Set of tasks —
• A. Answer these questions about the climate passage:
(i) In what year did Hansen make his global warming claims in testimony before Congress?
(ii) What subject line does the email sent on Thursday, January 15, 2009 carry?
(iii) Why did the writer resend several emails as one combined email?
• B. Can you carry on the climate passage from its final line?

Selected passage —
________________

The chorus of skeptical scientific voices grow louder in 2008 as a steady stream of peer-reviewed studies, analyses, real world data and inconvenient developments challenged the UN’s and former Vice President Al Gore’s claims that the “science is settled” and there is a “consensus.”

On a range of issues, 2008 proved to be challenging for the promoters of man-made climate fears. Promoters of anthropogenic warming fears endured the following: Global temperatures failing to warm; Peer-reviewed studies predicting a continued lack of warming; a failed attempt to revive the discredited “Hockey Stick“; inconvenient developments and studies regarding rising CO2; the Spotless Sun; Clouds; Antarctica; the Arctic; Greenland’s ice; Mount Kilimanjaro; Global sea ice; Causes of Hurricanes; Extreme Storms; Extinctions; Floods; Droughts; Ocean Acidification; Polar Bears; Extreme weather deaths; Frogs; lack of atmospheric dust; Malaria; the failure of oceans to warm and rise as predicted.

# # #

ORIGINAL FULL TEXT LETTER SENT VIA EMAILS:

—–Original Message—–

From: Jtheon [mailto:jtheon@XXXXXXX]

Sent: Thursday, January 15, 2009 10:05 PM

To: Morano, Marc (EPW)

Subject: Climate models are useless
Marc, First, I sent several e-mails to you with an error in the address and they have been returned to me. So I’m resending them in one combined e-mail.
Yes, one could say that I was, in effect, Hansen’s supervisor because I had to justify his funding, allocate his resources, and evaluate his results. I did not have the authority to give him his annual performance evaluation. He was never muzzled even though he violated NASA’s official agency position on climate forecasting (i.e., we did not know enough to forecast climate change or mankind’s effect on it). He thus embarrassed NASA by coming out with his claims of global warming in 1988 in his testimony before Congress.
My own belief concerning anthropogenic climate change is that the models do not realistically simulate the climate system because there are many very important sub-grid scale processes that the models either replicate poorly or completely omit. Furthermore, some scientists have manipulated the observed data to justify their model results. In doing so, they neither explain what they have modified in the observations, nor explain how they did it. They have resisted making their work transparent so that it can be replicated independently by other scientists. This is clearly contrary to how science should be done. Thus there is no rational justification for using climate model forecasts to determine public policy.
With best wishes, John
# #
From: Jtheon [mailto:jtheon@XXXXXX]

Sent: Tuesday, January 13, 2009 12:50 PM

To: Morano, Marc (EPW)

________________

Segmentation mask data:
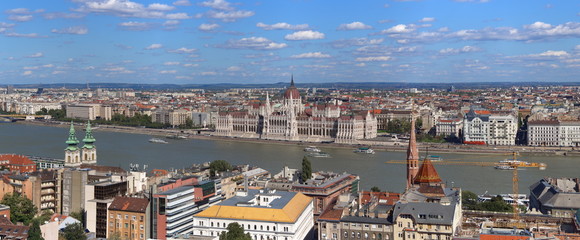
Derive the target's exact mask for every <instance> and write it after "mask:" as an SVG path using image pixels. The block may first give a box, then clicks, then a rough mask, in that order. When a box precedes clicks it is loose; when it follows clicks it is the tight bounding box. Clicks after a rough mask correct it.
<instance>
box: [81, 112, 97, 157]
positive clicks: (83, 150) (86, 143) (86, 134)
mask: <svg viewBox="0 0 580 240" xmlns="http://www.w3.org/2000/svg"><path fill="white" fill-rule="evenodd" d="M96 141H97V140H95V138H94V137H93V131H92V129H91V121H88V122H87V128H86V129H85V138H84V139H83V142H84V143H85V144H84V145H83V148H82V163H84V164H97V147H95V145H93V144H94V143H95V142H96Z"/></svg>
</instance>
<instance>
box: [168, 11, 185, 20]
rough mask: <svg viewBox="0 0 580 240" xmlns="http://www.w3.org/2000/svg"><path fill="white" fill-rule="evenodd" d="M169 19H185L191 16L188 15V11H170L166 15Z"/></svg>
mask: <svg viewBox="0 0 580 240" xmlns="http://www.w3.org/2000/svg"><path fill="white" fill-rule="evenodd" d="M165 18H167V19H176V20H183V19H190V18H191V17H190V16H189V15H187V13H169V14H167V15H165Z"/></svg>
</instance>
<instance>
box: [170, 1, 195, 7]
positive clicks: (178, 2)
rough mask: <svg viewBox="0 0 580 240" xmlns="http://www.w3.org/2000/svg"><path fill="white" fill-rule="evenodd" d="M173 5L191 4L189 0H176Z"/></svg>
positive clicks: (190, 5)
mask: <svg viewBox="0 0 580 240" xmlns="http://www.w3.org/2000/svg"><path fill="white" fill-rule="evenodd" d="M173 5H175V6H191V3H190V2H189V0H177V1H175V2H173Z"/></svg>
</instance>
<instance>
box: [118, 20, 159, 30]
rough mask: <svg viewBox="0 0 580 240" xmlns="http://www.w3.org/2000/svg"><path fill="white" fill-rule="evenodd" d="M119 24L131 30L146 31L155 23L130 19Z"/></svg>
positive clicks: (122, 26) (118, 25)
mask: <svg viewBox="0 0 580 240" xmlns="http://www.w3.org/2000/svg"><path fill="white" fill-rule="evenodd" d="M117 26H119V27H121V28H123V29H125V30H129V31H145V30H149V29H151V28H152V27H153V24H151V23H146V22H135V21H129V22H122V23H119V24H117Z"/></svg>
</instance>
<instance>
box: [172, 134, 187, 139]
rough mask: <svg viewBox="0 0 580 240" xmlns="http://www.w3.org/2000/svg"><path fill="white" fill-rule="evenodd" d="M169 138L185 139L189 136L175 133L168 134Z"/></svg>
mask: <svg viewBox="0 0 580 240" xmlns="http://www.w3.org/2000/svg"><path fill="white" fill-rule="evenodd" d="M167 138H169V139H176V140H183V139H187V137H186V136H183V135H177V134H175V135H169V136H167Z"/></svg>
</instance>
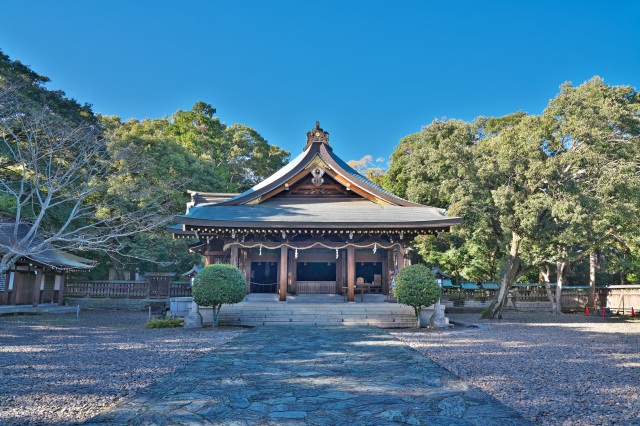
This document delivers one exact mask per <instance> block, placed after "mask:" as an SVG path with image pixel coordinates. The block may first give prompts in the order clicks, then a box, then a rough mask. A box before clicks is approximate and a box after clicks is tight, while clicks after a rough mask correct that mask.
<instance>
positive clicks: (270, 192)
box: [171, 123, 460, 301]
mask: <svg viewBox="0 0 640 426" xmlns="http://www.w3.org/2000/svg"><path fill="white" fill-rule="evenodd" d="M191 196H192V200H191V202H190V203H189V204H188V205H187V213H186V214H183V215H178V216H177V217H176V218H177V221H178V222H179V223H180V225H179V226H177V227H173V228H172V229H171V230H172V232H173V234H174V236H175V237H178V238H180V237H185V238H193V237H197V238H198V240H199V243H197V244H195V245H193V246H192V247H191V249H192V250H193V251H196V252H198V253H201V254H203V255H204V256H205V257H206V262H207V264H212V263H216V262H222V263H231V264H233V265H236V266H238V267H239V268H240V269H241V270H242V272H243V273H244V275H245V278H246V280H247V292H249V293H253V292H274V293H275V292H277V293H278V294H279V299H280V300H281V301H284V300H286V298H287V294H310V293H311V294H323V293H324V294H346V296H347V299H348V300H349V301H353V300H354V292H355V289H356V285H359V286H363V287H366V288H367V289H368V290H369V291H378V292H381V293H384V294H386V293H388V291H389V287H390V284H391V276H392V274H393V273H394V272H395V271H398V270H400V269H401V268H402V267H404V266H405V265H406V264H407V263H408V259H407V254H408V250H410V243H411V241H412V240H413V239H414V237H415V236H417V235H421V234H422V235H423V234H434V233H438V232H447V231H449V230H450V227H451V226H452V225H455V224H457V223H459V222H460V218H455V217H447V216H445V214H444V211H443V210H441V209H438V208H434V207H428V206H424V205H420V204H416V203H412V202H410V201H407V200H404V199H402V198H399V197H397V196H396V195H394V194H392V193H390V192H389V191H386V190H385V189H383V188H381V187H380V186H378V185H376V184H375V183H373V182H371V181H370V180H368V179H367V178H366V177H364V176H362V175H361V174H360V173H358V172H357V171H355V170H354V169H353V168H351V167H350V166H349V165H347V164H346V163H345V162H344V161H343V160H342V159H340V158H339V157H338V156H337V155H336V154H335V153H334V152H333V150H332V148H331V146H330V145H329V133H328V132H325V131H324V130H323V129H321V128H320V125H319V123H316V127H315V128H314V129H312V130H311V131H310V132H308V133H307V143H306V145H305V147H304V150H303V152H302V154H300V155H299V156H298V157H296V158H295V159H293V160H292V161H291V162H290V163H289V164H288V165H287V166H285V167H283V168H282V169H281V170H279V171H278V172H276V173H275V174H273V175H272V176H270V177H269V178H267V179H265V180H264V181H262V182H261V183H259V184H257V185H255V186H254V187H253V188H251V189H249V190H248V191H245V192H243V193H241V194H237V195H235V194H234V196H228V197H227V198H225V197H224V196H223V195H222V194H213V193H201V192H195V191H191Z"/></svg>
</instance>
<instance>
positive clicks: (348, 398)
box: [86, 327, 531, 426]
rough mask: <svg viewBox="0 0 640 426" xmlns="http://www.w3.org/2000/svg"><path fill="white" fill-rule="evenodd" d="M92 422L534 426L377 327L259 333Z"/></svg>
mask: <svg viewBox="0 0 640 426" xmlns="http://www.w3.org/2000/svg"><path fill="white" fill-rule="evenodd" d="M86 424H109V425H123V424H130V425H133V424H136V425H165V424H172V425H174V424H177V425H187V424H188V425H201V424H219V425H231V424H233V425H255V424H268V425H345V424H348V425H350V426H356V425H388V424H411V425H421V424H425V425H426V424H428V425H460V426H462V425H530V424H531V423H530V422H528V421H527V420H525V419H524V418H522V417H521V416H520V415H519V414H517V413H516V412H514V411H513V410H512V409H510V408H508V407H507V406H505V405H503V404H502V403H500V402H498V401H497V400H495V399H493V398H491V397H489V396H488V395H486V394H484V393H483V392H481V391H480V390H479V389H477V388H474V387H471V386H469V385H468V384H467V383H465V382H464V381H462V380H461V379H460V378H458V377H456V376H455V375H454V374H452V373H451V372H449V371H447V370H446V369H444V368H442V367H440V366H439V365H438V364H436V363H435V362H433V361H431V360H430V359H428V358H426V357H424V356H422V355H421V354H420V353H418V352H417V351H415V350H413V349H411V348H410V347H408V346H406V345H405V344H404V343H402V342H400V341H399V340H396V339H395V338H393V337H392V336H390V335H389V334H387V332H385V331H384V330H381V329H378V328H375V327H291V328H282V327H255V328H253V329H252V330H250V331H247V332H246V333H243V334H242V335H241V336H239V337H237V338H236V339H234V340H232V341H230V342H229V343H227V344H225V345H224V346H222V347H221V348H219V349H218V350H216V351H215V352H213V353H211V354H209V355H205V356H203V357H201V358H199V359H197V360H196V361H194V362H191V363H190V364H188V365H186V366H185V367H183V368H181V369H179V370H177V371H176V372H175V373H173V374H171V375H168V376H166V377H164V378H163V379H162V380H161V381H160V382H159V383H156V384H154V385H151V386H150V387H148V388H146V389H145V390H144V391H143V392H141V393H140V394H138V395H137V396H135V397H133V398H131V399H125V400H123V401H121V402H120V403H119V404H118V405H117V406H116V407H115V409H112V410H111V411H108V412H106V413H104V414H101V415H99V416H97V417H95V418H93V419H91V420H90V421H89V422H87V423H86Z"/></svg>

________________

Task-by-task results —
• A.
(i) 1988
(ii) Climate models are useless
(iii) The earlier emails had an error in the address and were returned to him.

• B.
Subject: Re: Nice seeing you
Marc, Indeed, it was a pleasure to see you again. I appreciate the opportunity to add my name to those who disagree that Global Warming is man made.  A brief bio follows. Use as much or as little of it as you wish.
John S. Theon Education: B.S. Aero. Engr. (1953-57); Aerodynamicist, Douglas Aircraft Co. (1957-58); As USAF Reserve Officer (1958-60),B.S. Meteorology (1959); Served as Weather Officer 1959-60; M.S, Meteorology (1960-62); NASA Research Scientist, Goddard Space Flight Ctr. (1962-74); Head Meteorology Branch, GSFC (1974-76); Asst. Chief, Lab. for Atmos. Sciences, GSFC (1977-78);  Program Scientist, NASA Global Weather Research Program, NASA Hq. (1978-82); Chief, Atmospheric Dynamics & Radiation Branch NASA Hq., (1982-91); Ph.D.,  Engr. Science & Mech.: course of study and dissertation in atmos. science (1983-85); Chief, Atmospheric Dynamics, Radiation, & Hydrology Branch, NASA Hq. (1991-93); Chief, Climate Processes Research Program, NASA Hq. (1993-94); Senior Scientist, Mission to Planet Earth Office, NASA Hq. (1994-95); Science Consultant, Institute for Global Environmental Strategies (1995-99); Science Consultant  Orbital Sciences Corp. (1996-97) and NASA Jet Propulsion Lab., (1997-99).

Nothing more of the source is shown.